REQUIRED WORK =>
Exactly reproduce the lines from the line that has "task: segment each instance of the mossy" down to the last line of the entries, inclusive.

Segmentation labeling items:
======

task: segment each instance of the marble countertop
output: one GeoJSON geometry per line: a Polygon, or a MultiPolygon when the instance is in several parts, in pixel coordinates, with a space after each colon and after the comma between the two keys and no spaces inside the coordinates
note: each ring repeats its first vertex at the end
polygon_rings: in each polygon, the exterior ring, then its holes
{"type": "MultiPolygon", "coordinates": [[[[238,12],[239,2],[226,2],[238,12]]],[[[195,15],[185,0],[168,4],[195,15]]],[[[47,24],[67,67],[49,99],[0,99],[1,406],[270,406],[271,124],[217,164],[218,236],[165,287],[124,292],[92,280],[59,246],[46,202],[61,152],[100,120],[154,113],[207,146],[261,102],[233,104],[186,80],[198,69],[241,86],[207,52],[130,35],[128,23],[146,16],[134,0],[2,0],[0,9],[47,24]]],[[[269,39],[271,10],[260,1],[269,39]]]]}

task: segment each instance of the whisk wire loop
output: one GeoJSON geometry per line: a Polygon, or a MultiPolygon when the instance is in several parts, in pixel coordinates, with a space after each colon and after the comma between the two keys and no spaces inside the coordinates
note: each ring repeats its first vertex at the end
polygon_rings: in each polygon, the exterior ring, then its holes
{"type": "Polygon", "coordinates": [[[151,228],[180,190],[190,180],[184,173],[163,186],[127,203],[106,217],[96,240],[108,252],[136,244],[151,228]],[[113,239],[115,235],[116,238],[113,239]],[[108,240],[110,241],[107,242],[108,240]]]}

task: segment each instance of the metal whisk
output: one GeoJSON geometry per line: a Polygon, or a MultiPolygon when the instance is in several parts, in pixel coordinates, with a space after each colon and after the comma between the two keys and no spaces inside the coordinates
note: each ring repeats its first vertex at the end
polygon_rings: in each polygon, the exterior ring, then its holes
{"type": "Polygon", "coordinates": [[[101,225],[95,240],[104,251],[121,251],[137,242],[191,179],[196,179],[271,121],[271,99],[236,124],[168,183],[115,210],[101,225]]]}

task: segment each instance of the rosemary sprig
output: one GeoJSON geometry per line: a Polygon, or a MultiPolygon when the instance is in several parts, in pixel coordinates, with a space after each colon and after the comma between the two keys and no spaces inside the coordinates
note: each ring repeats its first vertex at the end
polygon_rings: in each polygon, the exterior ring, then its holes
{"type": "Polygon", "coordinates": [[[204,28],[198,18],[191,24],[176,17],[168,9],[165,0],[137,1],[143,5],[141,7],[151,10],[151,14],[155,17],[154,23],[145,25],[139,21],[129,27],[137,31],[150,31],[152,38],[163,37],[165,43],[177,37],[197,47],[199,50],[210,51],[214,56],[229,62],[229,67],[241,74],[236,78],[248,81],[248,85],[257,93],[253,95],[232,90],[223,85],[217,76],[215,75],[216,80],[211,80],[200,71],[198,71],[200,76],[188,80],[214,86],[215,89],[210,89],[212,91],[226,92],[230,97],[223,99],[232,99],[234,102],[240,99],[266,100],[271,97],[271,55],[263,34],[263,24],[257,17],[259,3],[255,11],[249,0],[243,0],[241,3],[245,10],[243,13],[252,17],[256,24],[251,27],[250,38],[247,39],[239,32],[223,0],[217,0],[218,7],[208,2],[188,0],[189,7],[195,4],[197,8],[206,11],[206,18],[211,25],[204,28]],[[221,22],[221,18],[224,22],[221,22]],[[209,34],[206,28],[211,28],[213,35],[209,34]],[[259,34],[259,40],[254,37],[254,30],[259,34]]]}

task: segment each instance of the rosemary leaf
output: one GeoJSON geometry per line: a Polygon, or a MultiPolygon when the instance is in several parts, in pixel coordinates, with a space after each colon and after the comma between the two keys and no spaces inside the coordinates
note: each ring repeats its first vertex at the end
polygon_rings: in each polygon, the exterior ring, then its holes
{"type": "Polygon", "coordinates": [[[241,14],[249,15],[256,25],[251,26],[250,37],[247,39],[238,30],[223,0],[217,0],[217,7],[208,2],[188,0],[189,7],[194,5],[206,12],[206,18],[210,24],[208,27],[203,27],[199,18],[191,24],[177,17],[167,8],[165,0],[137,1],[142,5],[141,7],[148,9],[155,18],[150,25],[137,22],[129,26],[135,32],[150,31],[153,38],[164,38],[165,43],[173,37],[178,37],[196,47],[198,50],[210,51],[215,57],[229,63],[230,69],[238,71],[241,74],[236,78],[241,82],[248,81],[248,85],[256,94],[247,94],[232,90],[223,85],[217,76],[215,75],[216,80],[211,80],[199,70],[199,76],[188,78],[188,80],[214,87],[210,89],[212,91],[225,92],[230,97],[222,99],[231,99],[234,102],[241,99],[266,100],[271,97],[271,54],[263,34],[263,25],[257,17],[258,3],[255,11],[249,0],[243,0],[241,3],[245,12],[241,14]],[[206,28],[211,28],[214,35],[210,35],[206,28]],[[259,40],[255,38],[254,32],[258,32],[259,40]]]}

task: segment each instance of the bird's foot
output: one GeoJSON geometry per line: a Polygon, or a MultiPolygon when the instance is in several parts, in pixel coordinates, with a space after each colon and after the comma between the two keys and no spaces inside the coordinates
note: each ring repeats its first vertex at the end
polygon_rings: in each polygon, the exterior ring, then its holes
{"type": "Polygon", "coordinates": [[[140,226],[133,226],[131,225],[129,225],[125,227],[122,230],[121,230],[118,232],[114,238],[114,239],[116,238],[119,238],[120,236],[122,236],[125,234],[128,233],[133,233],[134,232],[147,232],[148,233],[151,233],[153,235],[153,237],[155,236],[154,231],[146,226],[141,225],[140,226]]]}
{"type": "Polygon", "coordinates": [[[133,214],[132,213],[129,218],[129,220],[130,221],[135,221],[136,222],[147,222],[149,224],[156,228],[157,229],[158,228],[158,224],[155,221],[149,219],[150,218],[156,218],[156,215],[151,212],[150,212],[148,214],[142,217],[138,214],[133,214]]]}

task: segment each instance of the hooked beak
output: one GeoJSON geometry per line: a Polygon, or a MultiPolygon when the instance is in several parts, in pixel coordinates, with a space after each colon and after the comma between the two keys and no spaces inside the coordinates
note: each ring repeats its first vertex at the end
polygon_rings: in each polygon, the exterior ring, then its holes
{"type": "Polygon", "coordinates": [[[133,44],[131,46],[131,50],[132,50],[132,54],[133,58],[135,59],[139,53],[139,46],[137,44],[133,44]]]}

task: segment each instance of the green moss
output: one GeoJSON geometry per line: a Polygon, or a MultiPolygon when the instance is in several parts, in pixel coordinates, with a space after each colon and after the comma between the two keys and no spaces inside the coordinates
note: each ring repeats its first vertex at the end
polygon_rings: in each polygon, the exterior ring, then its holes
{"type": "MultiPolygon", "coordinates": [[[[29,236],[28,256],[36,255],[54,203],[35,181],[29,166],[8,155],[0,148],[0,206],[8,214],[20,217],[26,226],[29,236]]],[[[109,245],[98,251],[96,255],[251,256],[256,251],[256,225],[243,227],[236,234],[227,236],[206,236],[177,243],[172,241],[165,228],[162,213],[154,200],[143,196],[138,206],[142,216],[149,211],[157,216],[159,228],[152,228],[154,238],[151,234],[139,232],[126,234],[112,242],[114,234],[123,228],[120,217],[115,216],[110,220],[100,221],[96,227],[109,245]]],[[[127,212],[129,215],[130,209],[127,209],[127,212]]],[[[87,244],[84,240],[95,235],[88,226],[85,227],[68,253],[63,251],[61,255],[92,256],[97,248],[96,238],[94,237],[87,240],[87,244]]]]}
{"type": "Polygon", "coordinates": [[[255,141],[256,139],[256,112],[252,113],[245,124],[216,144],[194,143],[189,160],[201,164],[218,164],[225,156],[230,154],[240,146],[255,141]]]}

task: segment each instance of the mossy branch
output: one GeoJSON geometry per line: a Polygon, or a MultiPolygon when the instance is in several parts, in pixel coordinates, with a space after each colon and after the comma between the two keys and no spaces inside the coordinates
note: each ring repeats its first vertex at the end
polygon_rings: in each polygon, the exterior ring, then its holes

======

RESULT OF THIS TASK =>
task: segment each instance of the mossy branch
output: one GeoJSON geometry per line: a Polygon, or a MultiPolygon when the instance is in several parts, in pixel coordinates, with a space after each colon and after the comma between the two keys and no spaces inside the coordinates
note: each ring repeats its first vertex at the end
polygon_rings: in each polygon, the exterior ring, then its holes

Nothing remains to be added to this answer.